━━━ Record excerpts ━━━

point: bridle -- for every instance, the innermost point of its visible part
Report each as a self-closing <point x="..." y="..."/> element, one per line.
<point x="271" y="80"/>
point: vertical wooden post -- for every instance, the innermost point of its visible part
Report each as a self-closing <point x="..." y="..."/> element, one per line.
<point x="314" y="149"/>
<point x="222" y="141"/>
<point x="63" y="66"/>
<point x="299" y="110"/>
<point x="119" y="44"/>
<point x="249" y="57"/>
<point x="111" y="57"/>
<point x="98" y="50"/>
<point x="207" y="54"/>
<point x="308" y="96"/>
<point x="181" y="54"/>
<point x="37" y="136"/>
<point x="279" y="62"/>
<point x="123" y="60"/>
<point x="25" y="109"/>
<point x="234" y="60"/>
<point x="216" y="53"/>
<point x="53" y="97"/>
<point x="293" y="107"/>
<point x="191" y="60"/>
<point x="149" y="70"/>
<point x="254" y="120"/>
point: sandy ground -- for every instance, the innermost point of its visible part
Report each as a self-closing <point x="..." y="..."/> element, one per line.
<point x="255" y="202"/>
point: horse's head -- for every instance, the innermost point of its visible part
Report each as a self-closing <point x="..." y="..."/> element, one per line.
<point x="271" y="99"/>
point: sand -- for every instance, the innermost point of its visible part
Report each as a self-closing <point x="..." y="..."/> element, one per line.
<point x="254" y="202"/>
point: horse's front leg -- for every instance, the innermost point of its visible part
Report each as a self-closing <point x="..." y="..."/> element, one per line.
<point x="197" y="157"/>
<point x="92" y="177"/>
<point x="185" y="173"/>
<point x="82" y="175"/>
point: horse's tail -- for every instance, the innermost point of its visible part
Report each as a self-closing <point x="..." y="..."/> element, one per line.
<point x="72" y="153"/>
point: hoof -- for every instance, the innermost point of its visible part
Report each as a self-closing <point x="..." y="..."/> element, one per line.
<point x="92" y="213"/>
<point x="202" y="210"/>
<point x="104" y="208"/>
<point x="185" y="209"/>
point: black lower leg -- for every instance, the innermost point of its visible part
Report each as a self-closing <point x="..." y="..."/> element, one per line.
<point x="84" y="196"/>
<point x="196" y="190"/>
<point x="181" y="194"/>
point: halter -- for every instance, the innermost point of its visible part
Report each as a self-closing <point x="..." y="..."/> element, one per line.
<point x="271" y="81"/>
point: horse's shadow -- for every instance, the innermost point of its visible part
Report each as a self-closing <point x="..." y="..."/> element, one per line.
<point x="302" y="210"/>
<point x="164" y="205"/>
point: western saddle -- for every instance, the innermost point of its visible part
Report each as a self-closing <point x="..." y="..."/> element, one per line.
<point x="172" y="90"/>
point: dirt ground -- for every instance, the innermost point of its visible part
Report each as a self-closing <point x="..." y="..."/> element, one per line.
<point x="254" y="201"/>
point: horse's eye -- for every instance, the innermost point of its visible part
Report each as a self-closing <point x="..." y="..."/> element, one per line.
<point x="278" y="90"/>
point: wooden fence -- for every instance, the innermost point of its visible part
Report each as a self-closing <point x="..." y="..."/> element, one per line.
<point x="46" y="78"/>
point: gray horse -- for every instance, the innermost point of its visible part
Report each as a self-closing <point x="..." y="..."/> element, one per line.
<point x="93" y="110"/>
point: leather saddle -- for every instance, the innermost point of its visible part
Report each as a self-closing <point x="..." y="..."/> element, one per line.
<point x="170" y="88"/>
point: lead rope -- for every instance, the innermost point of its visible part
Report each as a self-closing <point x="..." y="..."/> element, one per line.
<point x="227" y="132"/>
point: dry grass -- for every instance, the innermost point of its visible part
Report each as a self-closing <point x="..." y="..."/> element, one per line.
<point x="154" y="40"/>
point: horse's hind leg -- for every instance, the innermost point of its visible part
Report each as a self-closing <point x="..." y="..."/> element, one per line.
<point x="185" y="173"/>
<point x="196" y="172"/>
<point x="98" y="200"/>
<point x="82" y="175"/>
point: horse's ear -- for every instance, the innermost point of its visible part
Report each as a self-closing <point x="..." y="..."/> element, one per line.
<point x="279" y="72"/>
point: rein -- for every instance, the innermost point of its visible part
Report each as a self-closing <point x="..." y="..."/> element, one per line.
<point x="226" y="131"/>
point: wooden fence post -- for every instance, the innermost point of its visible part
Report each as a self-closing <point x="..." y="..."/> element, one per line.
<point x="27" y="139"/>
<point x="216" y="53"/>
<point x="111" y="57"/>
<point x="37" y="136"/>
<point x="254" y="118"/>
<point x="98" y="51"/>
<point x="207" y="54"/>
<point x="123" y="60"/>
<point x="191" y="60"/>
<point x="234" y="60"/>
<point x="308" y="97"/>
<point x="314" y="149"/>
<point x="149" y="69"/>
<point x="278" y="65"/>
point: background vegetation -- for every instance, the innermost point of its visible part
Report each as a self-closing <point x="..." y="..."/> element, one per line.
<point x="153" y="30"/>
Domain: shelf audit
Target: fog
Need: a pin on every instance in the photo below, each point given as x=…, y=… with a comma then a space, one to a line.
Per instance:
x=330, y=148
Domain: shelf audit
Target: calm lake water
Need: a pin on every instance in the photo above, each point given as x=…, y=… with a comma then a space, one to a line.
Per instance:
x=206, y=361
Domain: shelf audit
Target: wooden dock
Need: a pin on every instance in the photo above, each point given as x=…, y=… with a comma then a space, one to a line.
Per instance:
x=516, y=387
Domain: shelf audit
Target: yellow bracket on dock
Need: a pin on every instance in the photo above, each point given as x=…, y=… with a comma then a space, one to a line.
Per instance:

━━━
━━━ Record excerpts ━━━

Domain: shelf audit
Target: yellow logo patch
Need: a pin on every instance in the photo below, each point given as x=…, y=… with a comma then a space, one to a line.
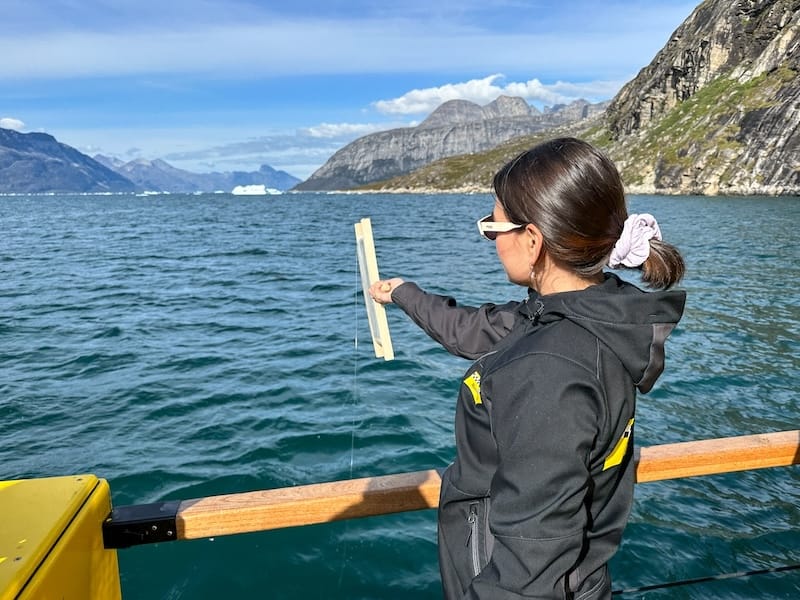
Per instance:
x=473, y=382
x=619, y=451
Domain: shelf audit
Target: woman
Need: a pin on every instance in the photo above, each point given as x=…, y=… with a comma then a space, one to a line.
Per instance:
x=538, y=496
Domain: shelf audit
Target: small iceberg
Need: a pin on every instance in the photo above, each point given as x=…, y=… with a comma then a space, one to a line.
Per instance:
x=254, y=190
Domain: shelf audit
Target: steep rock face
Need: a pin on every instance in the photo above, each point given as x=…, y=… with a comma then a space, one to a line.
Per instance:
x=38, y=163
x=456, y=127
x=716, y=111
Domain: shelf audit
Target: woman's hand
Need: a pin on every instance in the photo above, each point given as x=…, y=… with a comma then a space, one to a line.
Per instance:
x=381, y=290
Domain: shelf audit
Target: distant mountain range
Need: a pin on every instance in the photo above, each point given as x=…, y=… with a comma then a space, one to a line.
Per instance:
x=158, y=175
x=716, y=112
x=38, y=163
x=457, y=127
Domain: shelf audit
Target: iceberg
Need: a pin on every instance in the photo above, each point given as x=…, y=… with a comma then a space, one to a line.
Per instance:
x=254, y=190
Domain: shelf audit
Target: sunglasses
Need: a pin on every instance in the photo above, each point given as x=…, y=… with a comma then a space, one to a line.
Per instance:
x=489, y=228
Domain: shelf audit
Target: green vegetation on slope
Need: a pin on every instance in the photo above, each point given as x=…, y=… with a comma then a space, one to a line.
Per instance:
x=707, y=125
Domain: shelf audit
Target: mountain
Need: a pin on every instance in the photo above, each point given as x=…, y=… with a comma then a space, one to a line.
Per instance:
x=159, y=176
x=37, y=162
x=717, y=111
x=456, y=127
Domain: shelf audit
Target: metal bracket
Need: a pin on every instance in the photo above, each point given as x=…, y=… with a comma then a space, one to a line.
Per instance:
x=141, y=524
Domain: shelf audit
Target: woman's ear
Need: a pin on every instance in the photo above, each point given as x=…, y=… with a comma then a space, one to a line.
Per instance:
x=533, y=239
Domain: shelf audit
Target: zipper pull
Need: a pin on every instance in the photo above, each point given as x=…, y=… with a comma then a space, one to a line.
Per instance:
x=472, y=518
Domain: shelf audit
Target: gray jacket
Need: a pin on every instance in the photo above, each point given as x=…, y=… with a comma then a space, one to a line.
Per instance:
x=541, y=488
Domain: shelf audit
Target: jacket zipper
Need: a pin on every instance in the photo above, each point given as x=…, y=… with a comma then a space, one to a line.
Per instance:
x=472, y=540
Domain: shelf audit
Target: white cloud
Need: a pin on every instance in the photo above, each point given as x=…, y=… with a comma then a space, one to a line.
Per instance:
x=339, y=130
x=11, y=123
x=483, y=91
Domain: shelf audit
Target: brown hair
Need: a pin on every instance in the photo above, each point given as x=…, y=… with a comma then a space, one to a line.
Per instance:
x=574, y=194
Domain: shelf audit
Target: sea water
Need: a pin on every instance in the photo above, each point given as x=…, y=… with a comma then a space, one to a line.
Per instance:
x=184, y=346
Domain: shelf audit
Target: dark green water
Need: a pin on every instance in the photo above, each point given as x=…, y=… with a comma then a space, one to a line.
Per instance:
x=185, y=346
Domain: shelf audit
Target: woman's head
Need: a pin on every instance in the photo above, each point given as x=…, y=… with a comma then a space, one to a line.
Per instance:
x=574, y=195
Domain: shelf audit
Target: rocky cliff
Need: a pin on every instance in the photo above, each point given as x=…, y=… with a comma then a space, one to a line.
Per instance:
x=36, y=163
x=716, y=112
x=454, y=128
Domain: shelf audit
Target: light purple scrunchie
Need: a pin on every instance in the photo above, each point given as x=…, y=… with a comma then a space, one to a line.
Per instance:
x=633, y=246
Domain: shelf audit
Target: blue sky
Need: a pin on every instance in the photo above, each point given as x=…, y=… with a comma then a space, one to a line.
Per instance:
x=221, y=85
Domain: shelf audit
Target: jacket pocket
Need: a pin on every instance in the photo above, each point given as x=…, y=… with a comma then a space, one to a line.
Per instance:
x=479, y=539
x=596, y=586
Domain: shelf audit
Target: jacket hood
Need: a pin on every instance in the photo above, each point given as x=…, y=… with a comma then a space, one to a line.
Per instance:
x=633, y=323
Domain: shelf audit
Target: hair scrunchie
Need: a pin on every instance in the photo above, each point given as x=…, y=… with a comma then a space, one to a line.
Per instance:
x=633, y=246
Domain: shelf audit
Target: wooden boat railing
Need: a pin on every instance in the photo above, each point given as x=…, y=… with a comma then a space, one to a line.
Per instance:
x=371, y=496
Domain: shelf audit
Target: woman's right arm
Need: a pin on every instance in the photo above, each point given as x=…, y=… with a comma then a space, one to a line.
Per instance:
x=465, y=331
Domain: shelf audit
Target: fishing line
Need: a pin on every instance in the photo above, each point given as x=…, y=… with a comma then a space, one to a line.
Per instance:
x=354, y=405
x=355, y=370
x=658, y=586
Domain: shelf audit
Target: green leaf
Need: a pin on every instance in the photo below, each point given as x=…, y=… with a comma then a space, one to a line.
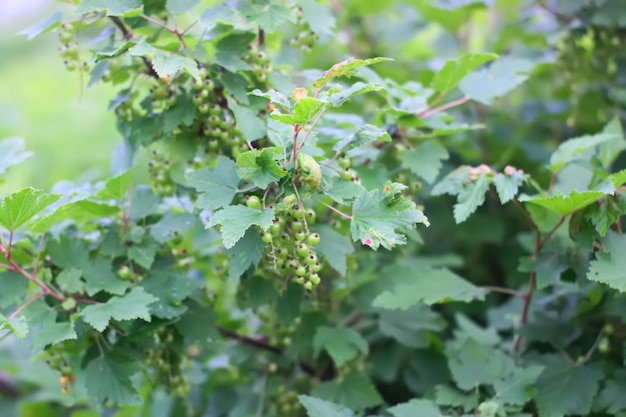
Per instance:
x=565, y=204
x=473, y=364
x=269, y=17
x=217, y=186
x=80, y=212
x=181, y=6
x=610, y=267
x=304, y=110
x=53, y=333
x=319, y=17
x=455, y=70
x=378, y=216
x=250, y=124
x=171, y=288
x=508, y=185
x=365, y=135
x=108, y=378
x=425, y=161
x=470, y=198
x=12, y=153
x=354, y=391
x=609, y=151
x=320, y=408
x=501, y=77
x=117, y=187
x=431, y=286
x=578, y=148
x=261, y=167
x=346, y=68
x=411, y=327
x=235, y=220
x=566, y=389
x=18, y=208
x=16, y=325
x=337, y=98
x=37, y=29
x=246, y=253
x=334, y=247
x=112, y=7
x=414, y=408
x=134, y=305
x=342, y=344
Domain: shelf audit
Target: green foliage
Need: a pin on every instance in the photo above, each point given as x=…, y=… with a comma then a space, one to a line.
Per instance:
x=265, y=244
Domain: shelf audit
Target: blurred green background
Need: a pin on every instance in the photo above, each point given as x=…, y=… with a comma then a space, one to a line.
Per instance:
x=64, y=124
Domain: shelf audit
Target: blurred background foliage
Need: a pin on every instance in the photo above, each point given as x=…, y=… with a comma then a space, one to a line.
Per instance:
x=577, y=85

━━━
━━━ Record excerpts ━━━

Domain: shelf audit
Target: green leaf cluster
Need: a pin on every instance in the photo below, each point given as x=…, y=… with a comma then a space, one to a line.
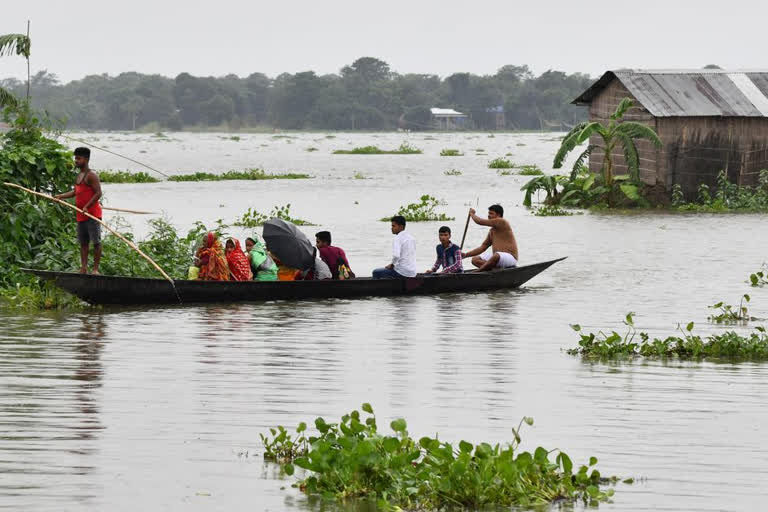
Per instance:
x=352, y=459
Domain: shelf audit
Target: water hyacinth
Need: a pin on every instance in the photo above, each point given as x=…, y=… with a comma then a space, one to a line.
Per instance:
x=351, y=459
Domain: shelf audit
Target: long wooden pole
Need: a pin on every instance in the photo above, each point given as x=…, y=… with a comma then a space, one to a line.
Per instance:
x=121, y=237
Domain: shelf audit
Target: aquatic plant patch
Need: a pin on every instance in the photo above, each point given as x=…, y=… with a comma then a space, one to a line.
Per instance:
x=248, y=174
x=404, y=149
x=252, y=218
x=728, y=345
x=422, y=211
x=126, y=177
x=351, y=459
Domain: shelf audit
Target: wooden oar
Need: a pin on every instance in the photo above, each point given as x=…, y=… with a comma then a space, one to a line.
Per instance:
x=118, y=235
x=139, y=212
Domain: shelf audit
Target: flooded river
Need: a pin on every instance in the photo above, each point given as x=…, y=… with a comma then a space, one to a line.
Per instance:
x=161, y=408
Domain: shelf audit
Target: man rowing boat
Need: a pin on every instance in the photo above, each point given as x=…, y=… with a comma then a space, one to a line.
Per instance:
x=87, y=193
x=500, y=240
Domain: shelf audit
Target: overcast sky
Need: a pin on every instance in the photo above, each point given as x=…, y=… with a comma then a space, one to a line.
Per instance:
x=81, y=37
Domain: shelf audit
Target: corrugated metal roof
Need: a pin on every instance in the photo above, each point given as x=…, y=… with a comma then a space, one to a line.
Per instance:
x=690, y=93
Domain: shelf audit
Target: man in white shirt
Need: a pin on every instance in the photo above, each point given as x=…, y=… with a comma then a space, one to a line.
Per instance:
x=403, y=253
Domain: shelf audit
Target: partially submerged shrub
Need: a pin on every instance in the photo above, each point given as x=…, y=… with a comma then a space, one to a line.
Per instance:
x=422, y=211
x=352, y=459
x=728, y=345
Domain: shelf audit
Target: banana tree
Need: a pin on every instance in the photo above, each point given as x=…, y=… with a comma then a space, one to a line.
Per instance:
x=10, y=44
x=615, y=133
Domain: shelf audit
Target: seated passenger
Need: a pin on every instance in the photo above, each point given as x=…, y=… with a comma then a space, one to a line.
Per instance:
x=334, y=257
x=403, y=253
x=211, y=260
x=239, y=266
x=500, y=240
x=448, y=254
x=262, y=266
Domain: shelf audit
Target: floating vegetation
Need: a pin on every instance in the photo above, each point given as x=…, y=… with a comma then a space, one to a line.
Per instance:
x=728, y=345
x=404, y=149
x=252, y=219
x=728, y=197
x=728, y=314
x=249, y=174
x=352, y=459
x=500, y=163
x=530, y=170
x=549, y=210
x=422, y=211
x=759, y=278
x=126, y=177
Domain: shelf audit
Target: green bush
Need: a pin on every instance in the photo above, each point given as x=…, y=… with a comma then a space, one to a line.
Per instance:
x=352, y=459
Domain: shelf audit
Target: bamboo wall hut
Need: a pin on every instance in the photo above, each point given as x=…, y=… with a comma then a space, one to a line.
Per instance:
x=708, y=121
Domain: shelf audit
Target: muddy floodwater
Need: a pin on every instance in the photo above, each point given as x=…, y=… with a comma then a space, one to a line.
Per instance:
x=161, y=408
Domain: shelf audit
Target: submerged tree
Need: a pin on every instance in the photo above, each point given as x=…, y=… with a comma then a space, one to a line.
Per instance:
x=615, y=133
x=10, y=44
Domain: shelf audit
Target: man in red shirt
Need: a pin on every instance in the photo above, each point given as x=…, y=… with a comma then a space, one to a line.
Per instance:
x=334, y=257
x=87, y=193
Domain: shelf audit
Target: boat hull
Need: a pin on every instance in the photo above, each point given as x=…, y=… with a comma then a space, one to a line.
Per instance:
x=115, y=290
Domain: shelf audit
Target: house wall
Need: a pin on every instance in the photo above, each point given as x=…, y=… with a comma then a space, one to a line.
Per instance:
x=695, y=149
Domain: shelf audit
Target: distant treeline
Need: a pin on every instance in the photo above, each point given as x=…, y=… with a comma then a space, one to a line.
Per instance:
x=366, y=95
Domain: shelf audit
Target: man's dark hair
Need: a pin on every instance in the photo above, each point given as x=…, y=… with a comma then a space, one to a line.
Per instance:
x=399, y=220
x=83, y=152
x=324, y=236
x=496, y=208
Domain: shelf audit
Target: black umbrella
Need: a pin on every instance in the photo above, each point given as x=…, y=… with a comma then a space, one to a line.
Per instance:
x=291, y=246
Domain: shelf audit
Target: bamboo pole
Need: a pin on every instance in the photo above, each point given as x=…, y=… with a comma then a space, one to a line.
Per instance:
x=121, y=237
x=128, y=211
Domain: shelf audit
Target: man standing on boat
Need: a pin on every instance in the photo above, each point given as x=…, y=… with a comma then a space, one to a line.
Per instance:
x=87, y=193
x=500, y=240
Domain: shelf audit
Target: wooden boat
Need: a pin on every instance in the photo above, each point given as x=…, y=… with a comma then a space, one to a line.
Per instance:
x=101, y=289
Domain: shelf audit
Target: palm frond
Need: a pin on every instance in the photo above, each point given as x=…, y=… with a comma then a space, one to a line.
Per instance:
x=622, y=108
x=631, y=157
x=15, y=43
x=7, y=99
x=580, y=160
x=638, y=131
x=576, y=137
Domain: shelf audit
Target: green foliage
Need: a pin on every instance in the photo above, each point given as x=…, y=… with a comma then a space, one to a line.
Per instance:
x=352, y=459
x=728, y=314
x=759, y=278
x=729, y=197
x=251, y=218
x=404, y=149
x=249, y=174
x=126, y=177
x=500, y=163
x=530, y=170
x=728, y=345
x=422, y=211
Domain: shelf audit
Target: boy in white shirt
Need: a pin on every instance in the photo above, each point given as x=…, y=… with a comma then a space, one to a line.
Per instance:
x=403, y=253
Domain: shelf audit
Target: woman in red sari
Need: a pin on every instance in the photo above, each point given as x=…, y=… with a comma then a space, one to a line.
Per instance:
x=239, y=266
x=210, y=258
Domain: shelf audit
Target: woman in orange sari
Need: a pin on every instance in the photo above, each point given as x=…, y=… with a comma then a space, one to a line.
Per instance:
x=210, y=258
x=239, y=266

━━━

## Prompt
Extract every line of the rows above that contains the word "shirt", matching case exactly.

## Problem solution
Target: man in white shirt
Target: man in red shirt
Target: boy in white shirt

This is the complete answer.